Your goal
Copy the material below word for word, from the line containing "like [215, 1137]." up to and including the line containing "Target: bolt head".

________

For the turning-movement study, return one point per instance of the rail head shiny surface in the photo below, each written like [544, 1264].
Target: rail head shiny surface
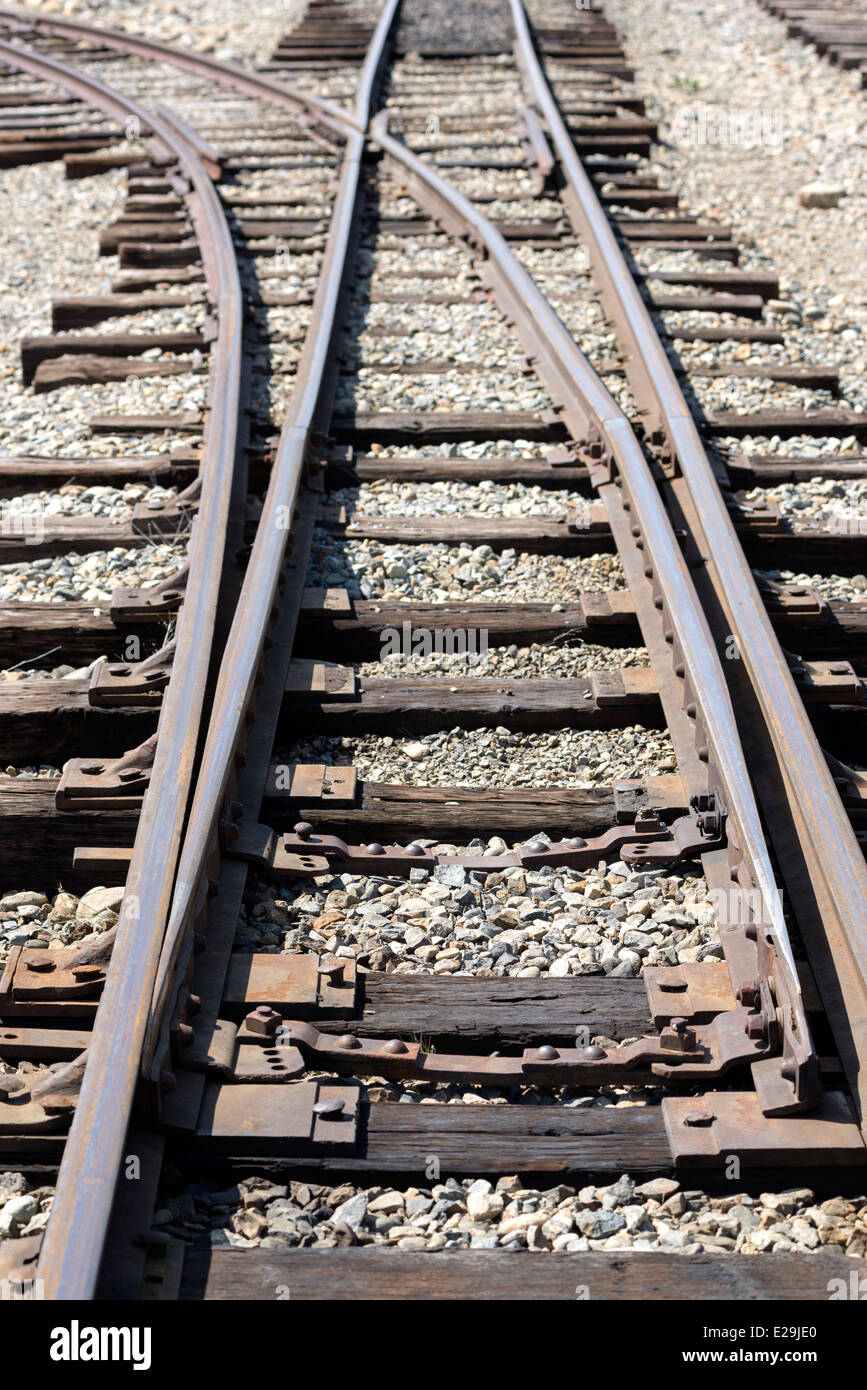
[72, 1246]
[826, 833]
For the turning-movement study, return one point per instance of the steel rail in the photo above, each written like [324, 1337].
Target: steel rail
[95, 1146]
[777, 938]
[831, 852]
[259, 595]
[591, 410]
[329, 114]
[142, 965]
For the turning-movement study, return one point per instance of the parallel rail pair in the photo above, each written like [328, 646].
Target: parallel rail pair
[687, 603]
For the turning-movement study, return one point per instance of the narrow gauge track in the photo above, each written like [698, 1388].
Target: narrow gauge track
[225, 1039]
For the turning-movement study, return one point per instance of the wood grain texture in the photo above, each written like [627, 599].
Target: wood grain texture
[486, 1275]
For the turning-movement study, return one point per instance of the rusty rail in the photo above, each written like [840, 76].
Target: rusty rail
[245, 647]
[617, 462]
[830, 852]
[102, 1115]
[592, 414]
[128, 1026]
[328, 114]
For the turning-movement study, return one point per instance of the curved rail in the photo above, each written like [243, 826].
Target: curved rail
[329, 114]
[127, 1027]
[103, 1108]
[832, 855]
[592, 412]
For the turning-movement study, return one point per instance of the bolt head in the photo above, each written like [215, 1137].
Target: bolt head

________

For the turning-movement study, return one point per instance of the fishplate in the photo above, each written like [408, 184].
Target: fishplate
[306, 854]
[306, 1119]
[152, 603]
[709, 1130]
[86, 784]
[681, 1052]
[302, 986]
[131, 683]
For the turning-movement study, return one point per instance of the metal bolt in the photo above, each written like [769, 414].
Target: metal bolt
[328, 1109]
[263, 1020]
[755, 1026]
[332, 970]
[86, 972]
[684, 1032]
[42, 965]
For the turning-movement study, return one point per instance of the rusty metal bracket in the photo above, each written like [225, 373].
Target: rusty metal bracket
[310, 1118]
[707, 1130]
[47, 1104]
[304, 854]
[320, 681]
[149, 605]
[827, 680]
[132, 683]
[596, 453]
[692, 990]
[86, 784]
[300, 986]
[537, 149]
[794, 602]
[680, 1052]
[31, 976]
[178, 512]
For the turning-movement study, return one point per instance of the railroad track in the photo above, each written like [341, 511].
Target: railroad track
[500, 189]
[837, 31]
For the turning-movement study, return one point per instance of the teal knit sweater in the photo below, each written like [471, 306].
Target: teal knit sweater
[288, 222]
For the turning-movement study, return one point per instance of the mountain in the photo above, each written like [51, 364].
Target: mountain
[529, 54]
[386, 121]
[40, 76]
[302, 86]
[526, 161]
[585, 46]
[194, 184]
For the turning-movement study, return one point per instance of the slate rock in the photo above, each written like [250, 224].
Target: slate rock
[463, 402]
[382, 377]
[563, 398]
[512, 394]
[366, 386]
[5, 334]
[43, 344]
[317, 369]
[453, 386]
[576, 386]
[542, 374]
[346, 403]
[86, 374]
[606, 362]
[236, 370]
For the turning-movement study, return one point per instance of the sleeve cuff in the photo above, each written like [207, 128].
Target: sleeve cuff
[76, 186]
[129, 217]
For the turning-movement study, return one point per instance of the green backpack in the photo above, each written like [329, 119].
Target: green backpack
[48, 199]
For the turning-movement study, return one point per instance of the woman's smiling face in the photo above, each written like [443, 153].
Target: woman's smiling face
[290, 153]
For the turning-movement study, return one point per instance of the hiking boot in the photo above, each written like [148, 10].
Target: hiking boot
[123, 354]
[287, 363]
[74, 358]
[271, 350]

________

Problem solution
For the turning-movement study, return one point per instance of the bolt head in the photo above, each written like [215, 1137].
Target: bolt head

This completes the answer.